*WORK TO COMPLETE*:
Please transcribe exactly the lines from the line holding "Where can you see the black pants" through the end of the data below, and skip any pictures.

*DATASET EXCERPTS*:

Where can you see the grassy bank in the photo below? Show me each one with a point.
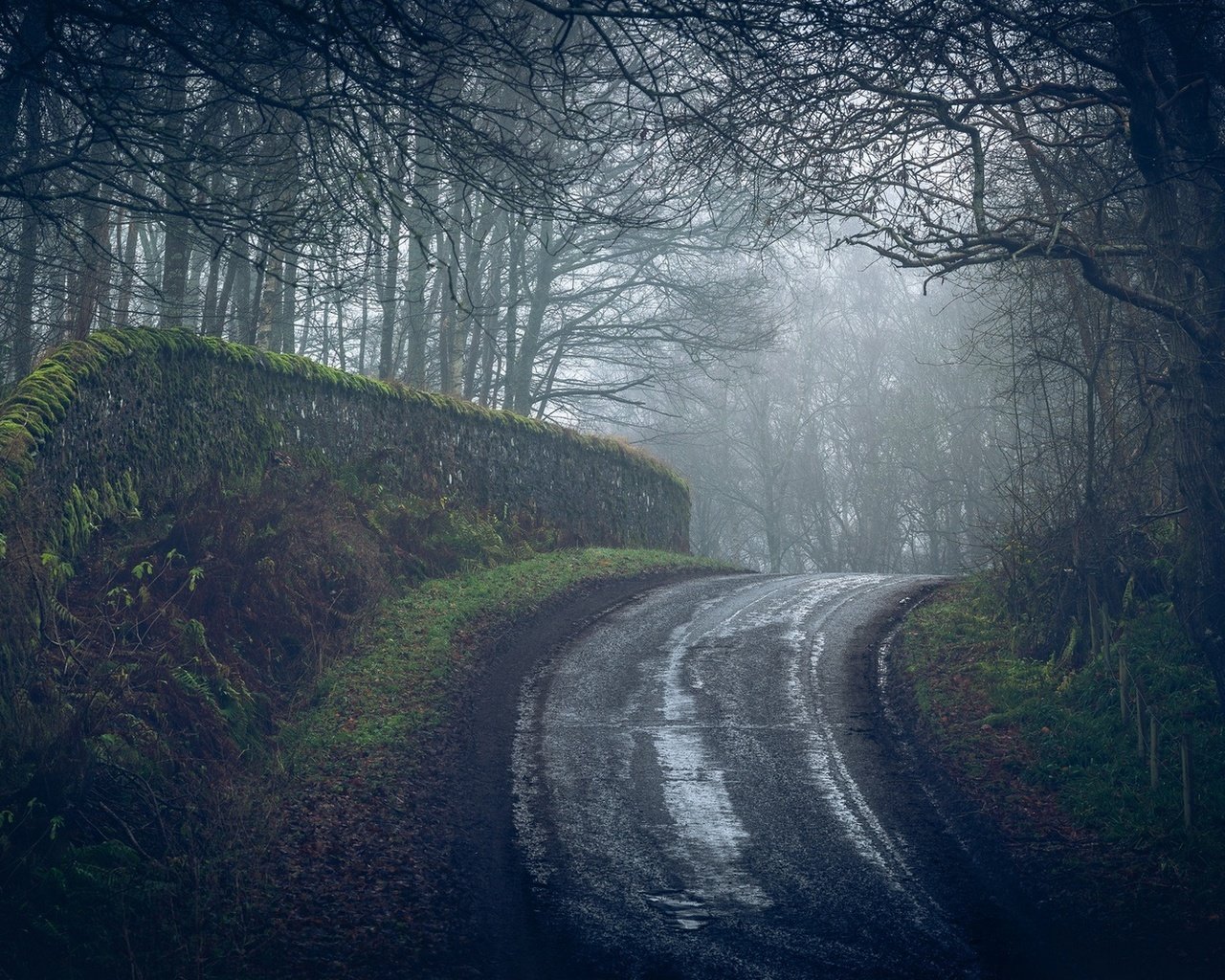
(1041, 745)
(420, 643)
(199, 668)
(362, 876)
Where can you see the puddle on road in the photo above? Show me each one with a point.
(685, 913)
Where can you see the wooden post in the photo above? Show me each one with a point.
(1187, 813)
(1151, 751)
(1140, 726)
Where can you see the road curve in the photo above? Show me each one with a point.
(703, 788)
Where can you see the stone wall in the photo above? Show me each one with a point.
(145, 418)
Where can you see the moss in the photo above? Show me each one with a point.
(149, 418)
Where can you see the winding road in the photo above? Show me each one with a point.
(705, 786)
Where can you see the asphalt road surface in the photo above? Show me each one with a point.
(704, 786)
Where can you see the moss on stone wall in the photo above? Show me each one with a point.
(138, 421)
(160, 413)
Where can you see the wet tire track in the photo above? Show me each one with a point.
(691, 794)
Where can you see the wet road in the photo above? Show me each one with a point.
(703, 788)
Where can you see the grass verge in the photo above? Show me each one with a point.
(418, 643)
(1042, 747)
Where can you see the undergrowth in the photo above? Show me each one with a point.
(1018, 725)
(139, 764)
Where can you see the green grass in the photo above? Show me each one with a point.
(1020, 727)
(412, 652)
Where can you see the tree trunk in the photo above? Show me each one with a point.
(175, 248)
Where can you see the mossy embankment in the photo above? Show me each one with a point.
(192, 537)
(1040, 745)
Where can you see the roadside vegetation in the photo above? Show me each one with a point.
(201, 666)
(1036, 736)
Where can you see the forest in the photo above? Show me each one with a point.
(898, 287)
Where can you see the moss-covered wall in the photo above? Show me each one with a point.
(145, 418)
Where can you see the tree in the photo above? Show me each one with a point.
(956, 135)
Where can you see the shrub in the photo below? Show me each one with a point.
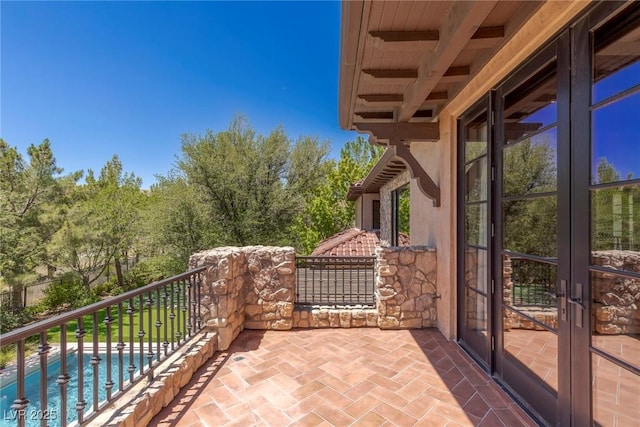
(67, 292)
(109, 287)
(10, 318)
(153, 269)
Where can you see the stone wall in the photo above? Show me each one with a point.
(406, 290)
(320, 316)
(250, 287)
(616, 299)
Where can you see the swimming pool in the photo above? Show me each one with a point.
(34, 412)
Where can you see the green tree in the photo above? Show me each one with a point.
(253, 186)
(530, 224)
(613, 211)
(31, 193)
(329, 211)
(100, 226)
(174, 219)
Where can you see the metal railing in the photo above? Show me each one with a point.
(335, 280)
(534, 283)
(104, 349)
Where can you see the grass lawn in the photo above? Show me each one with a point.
(54, 333)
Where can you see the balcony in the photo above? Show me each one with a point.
(225, 343)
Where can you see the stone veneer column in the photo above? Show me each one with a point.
(616, 299)
(406, 287)
(252, 287)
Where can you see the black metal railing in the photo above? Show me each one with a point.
(104, 349)
(534, 283)
(335, 280)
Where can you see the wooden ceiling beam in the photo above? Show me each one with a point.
(460, 24)
(391, 75)
(485, 38)
(381, 100)
(404, 40)
(395, 99)
(402, 131)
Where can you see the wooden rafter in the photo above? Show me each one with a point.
(461, 23)
(413, 132)
(428, 187)
(392, 75)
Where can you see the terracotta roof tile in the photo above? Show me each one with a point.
(353, 242)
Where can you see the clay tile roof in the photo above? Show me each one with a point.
(353, 242)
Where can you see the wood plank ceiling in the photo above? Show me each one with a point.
(403, 61)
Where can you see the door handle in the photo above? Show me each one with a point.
(578, 303)
(562, 294)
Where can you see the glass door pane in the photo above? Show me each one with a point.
(615, 225)
(528, 226)
(474, 290)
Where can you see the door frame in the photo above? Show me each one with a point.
(472, 342)
(572, 49)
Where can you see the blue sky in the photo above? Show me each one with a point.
(128, 78)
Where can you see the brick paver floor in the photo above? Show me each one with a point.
(341, 377)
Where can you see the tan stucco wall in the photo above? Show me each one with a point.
(436, 227)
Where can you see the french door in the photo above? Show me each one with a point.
(549, 225)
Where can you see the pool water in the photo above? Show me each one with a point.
(34, 412)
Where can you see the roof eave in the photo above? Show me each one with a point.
(351, 21)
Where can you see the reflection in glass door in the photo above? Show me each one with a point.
(473, 294)
(614, 198)
(527, 213)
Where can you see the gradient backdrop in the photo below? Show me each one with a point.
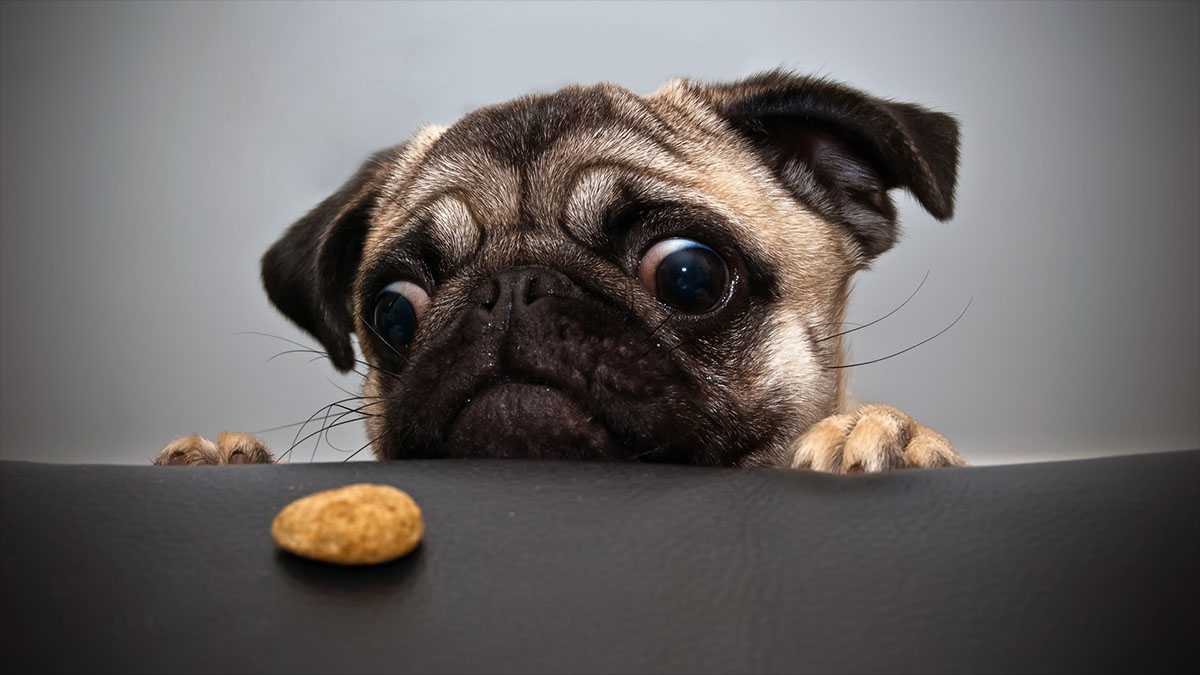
(153, 151)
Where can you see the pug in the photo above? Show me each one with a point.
(592, 274)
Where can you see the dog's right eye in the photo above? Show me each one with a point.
(399, 308)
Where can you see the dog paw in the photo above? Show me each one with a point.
(229, 448)
(873, 438)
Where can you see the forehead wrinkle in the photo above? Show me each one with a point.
(493, 187)
(453, 228)
(583, 149)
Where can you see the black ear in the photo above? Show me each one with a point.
(840, 150)
(310, 272)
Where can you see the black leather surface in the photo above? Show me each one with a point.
(1084, 566)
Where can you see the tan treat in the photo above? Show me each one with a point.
(359, 524)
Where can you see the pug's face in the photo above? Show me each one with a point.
(593, 274)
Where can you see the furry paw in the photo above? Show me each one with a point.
(873, 438)
(229, 448)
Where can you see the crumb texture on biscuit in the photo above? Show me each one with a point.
(360, 524)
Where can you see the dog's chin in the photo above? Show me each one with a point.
(531, 422)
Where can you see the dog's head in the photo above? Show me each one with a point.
(597, 274)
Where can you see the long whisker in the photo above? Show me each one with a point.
(910, 348)
(882, 317)
(311, 351)
(324, 429)
(295, 440)
(367, 444)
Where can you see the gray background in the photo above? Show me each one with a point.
(151, 153)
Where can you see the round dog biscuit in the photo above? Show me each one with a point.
(359, 524)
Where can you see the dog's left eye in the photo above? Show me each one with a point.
(684, 274)
(397, 310)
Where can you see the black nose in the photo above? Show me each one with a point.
(513, 290)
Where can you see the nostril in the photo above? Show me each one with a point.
(491, 294)
(532, 290)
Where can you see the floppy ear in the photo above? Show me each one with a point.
(309, 273)
(840, 150)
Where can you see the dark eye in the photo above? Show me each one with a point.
(397, 310)
(684, 274)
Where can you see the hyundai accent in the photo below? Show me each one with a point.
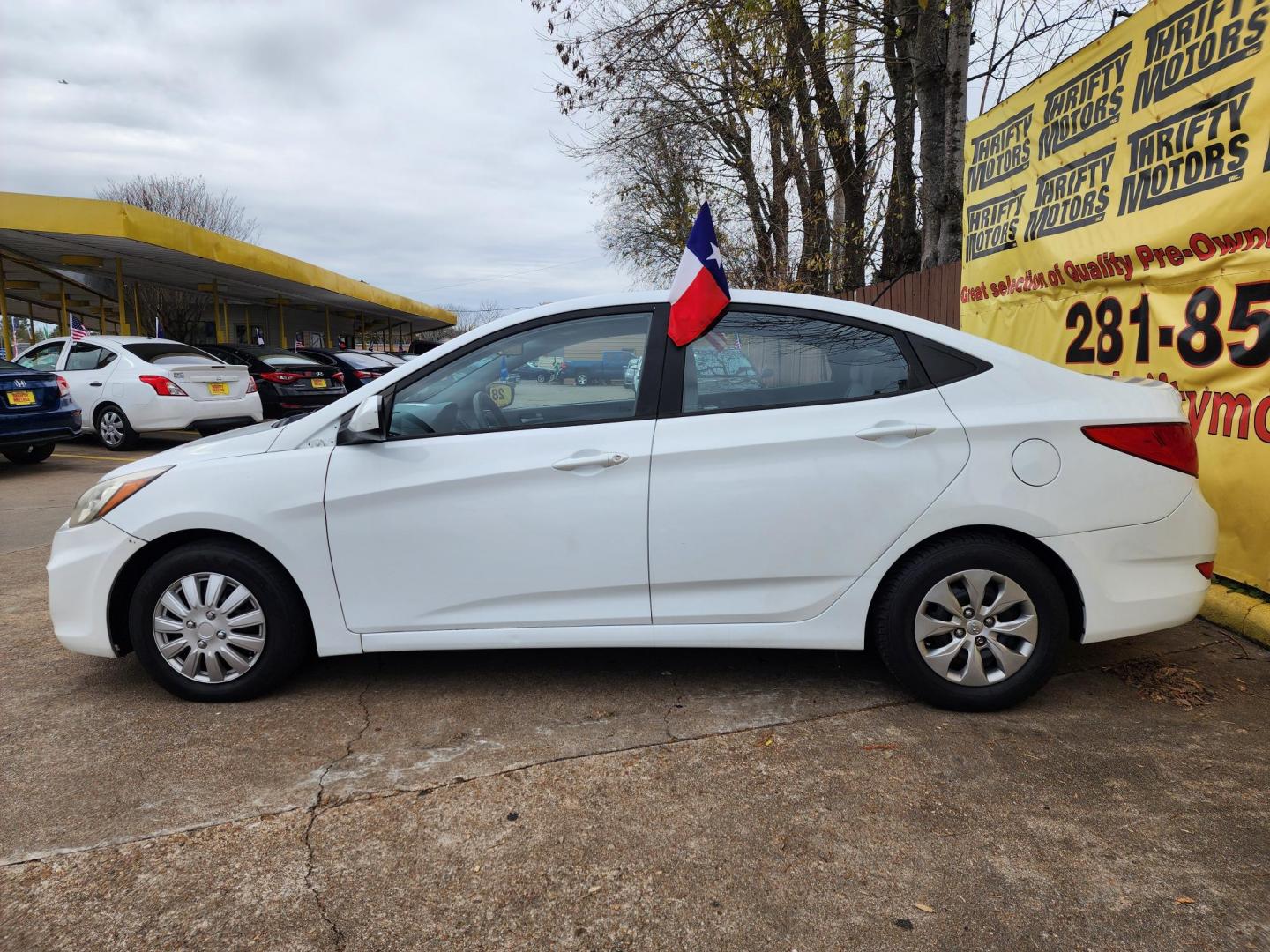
(865, 479)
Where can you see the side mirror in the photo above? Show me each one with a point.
(366, 424)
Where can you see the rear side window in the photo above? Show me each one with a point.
(944, 365)
(752, 361)
(170, 353)
(285, 358)
(43, 357)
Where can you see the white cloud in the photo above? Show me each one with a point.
(404, 144)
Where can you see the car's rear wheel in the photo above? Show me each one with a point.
(217, 622)
(115, 429)
(972, 623)
(29, 455)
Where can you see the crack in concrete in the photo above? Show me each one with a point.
(320, 805)
(678, 697)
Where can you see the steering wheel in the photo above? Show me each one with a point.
(487, 413)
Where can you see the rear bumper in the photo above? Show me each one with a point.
(183, 413)
(81, 569)
(1142, 577)
(42, 428)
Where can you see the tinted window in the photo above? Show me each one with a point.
(42, 358)
(170, 353)
(753, 361)
(944, 365)
(363, 361)
(478, 391)
(88, 357)
(286, 358)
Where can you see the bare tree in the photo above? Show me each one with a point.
(187, 198)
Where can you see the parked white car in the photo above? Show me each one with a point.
(866, 478)
(127, 386)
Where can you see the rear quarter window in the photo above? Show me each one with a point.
(168, 354)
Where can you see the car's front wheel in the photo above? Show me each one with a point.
(29, 455)
(972, 623)
(217, 622)
(115, 429)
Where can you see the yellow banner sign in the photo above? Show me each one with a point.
(1117, 219)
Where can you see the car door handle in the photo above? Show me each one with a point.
(580, 462)
(897, 429)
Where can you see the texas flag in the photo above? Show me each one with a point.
(700, 290)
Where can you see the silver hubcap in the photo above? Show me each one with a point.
(111, 428)
(210, 628)
(975, 628)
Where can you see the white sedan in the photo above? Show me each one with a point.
(870, 479)
(127, 386)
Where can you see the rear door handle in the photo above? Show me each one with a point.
(895, 429)
(580, 462)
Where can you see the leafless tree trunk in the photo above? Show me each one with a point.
(182, 314)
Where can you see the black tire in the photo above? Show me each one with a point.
(29, 455)
(113, 428)
(903, 596)
(288, 636)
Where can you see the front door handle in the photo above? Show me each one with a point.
(895, 429)
(580, 462)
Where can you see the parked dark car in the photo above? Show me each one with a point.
(358, 368)
(386, 355)
(534, 372)
(288, 383)
(36, 412)
(609, 367)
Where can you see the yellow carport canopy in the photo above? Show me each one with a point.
(113, 240)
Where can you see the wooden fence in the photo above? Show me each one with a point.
(934, 294)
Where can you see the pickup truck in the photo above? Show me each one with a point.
(609, 367)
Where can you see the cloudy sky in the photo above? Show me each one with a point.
(407, 144)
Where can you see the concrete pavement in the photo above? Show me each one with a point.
(634, 800)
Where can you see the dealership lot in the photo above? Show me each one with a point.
(619, 799)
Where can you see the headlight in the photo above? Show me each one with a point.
(108, 494)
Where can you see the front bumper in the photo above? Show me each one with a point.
(81, 570)
(1142, 577)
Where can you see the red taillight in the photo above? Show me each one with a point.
(1169, 444)
(163, 386)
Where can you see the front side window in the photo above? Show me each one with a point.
(43, 357)
(170, 353)
(752, 361)
(88, 357)
(497, 386)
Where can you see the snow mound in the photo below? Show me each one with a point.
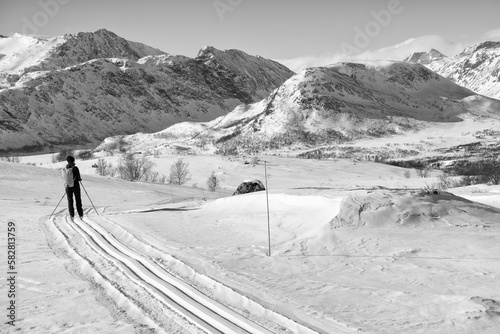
(392, 211)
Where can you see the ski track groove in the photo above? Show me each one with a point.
(205, 313)
(74, 254)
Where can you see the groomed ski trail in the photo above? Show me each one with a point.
(207, 314)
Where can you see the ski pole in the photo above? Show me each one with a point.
(89, 198)
(57, 204)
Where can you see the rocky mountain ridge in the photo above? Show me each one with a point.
(332, 105)
(477, 67)
(78, 89)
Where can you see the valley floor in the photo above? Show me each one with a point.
(355, 247)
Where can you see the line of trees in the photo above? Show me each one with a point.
(133, 167)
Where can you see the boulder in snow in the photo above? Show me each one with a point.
(249, 187)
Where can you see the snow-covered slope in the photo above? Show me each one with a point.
(340, 103)
(477, 68)
(424, 58)
(81, 88)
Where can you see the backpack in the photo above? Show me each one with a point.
(67, 175)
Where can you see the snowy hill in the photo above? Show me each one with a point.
(424, 58)
(477, 68)
(332, 105)
(80, 88)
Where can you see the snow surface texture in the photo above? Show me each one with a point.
(355, 247)
(77, 89)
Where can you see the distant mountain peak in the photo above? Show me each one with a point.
(424, 58)
(486, 45)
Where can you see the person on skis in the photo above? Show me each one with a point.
(71, 177)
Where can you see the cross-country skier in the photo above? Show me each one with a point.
(71, 177)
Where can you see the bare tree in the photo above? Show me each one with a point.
(213, 182)
(133, 168)
(179, 172)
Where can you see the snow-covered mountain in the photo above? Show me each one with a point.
(477, 67)
(80, 88)
(425, 58)
(336, 104)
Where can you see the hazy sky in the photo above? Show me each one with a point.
(299, 31)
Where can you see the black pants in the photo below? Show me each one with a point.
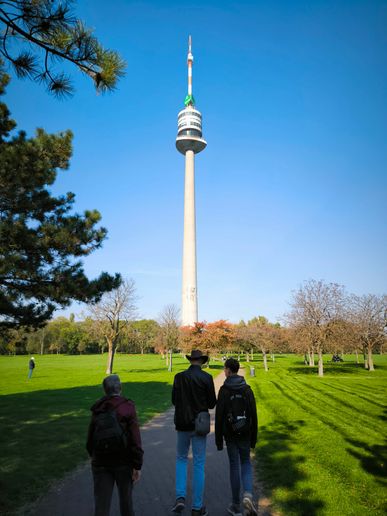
(104, 479)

*YOUR RESPONSE*:
Where can you see the black pants in the photo below? Show me each one with a point.
(104, 479)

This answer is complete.